▶ [SET EXERCISE]
Write the material out again exactly.

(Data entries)
☆ ☆ ☆

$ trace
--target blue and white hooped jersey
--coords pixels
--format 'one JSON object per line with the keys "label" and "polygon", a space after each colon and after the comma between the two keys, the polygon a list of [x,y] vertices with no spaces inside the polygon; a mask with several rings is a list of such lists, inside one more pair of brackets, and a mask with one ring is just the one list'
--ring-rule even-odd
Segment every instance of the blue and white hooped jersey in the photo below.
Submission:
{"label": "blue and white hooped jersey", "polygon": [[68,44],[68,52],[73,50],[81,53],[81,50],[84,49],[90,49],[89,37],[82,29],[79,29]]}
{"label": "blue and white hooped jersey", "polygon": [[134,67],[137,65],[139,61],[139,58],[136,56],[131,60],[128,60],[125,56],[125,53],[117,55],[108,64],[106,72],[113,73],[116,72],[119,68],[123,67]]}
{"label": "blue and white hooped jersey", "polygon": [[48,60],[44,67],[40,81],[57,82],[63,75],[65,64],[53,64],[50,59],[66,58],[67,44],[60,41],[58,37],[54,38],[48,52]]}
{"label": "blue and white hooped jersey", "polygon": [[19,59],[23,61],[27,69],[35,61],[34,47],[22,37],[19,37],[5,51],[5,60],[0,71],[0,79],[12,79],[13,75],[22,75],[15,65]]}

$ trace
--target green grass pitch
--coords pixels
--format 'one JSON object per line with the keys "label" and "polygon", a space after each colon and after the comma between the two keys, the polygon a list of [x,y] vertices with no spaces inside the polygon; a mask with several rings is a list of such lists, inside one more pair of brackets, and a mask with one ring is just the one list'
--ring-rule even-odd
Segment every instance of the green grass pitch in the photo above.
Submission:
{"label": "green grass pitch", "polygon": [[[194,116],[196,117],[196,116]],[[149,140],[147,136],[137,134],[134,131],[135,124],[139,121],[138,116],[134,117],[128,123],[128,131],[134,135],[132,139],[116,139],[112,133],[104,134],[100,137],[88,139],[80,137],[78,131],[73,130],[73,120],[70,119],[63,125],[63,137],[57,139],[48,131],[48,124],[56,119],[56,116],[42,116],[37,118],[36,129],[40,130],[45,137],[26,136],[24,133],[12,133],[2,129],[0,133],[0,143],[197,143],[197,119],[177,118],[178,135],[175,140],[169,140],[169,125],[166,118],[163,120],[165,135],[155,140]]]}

☆ ☆ ☆

▶ [PROBLEM SOLUTION]
$ trace
--target blue and white hooped jersey
--coords pixels
--format 'one JSON object per line with the keys "label" and "polygon", a space after each colon and after the comma between the two keys, the polygon a list of [x,y] vertices with no spaces inside the polygon; a mask with several rings is a list of such lists, inside one more pair of brackets, and a mask with one ring is just the one list'
--ring-rule even-odd
Segment every instance of the blue and white hooped jersey in the photo below.
Submission:
{"label": "blue and white hooped jersey", "polygon": [[68,44],[68,52],[73,50],[81,53],[81,50],[84,49],[90,49],[89,37],[82,29],[79,29]]}
{"label": "blue and white hooped jersey", "polygon": [[134,67],[137,65],[139,61],[139,58],[136,56],[131,60],[128,60],[125,56],[125,53],[117,55],[108,64],[106,72],[113,73],[116,72],[119,68],[123,67]]}
{"label": "blue and white hooped jersey", "polygon": [[48,60],[44,67],[40,81],[57,82],[63,75],[65,64],[53,64],[50,59],[66,58],[67,44],[60,41],[58,37],[54,38],[48,52]]}
{"label": "blue and white hooped jersey", "polygon": [[19,59],[23,61],[27,69],[35,61],[34,47],[22,37],[19,37],[5,51],[5,60],[0,71],[0,79],[12,79],[13,75],[22,75],[15,65]]}

$ trace
--target green grass pitch
--coords pixels
--format 'one JSON object per line with the keys "label" and "polygon", a space after each colon and after the comma between the two keys, the polygon a list of [x,y] vertices with no spaces inside the polygon; a mask with several rings is a list of such lists, inside one more pair of brackets, and a mask with one ring is just the one list'
--ring-rule even-odd
Segment every instance of the green grass pitch in the photo above.
Submission:
{"label": "green grass pitch", "polygon": [[[194,116],[196,117],[196,116]],[[149,140],[147,136],[137,134],[134,131],[135,124],[139,121],[138,116],[134,117],[128,123],[128,131],[134,135],[132,139],[116,139],[112,133],[104,134],[100,137],[88,139],[80,137],[78,131],[73,130],[73,120],[70,119],[63,125],[63,137],[57,139],[48,131],[48,124],[56,119],[56,116],[42,116],[37,118],[36,129],[40,130],[45,137],[26,136],[24,133],[12,133],[2,129],[0,133],[0,143],[197,143],[197,119],[177,118],[178,135],[175,140],[169,140],[169,125],[166,118],[163,120],[165,135],[155,140]]]}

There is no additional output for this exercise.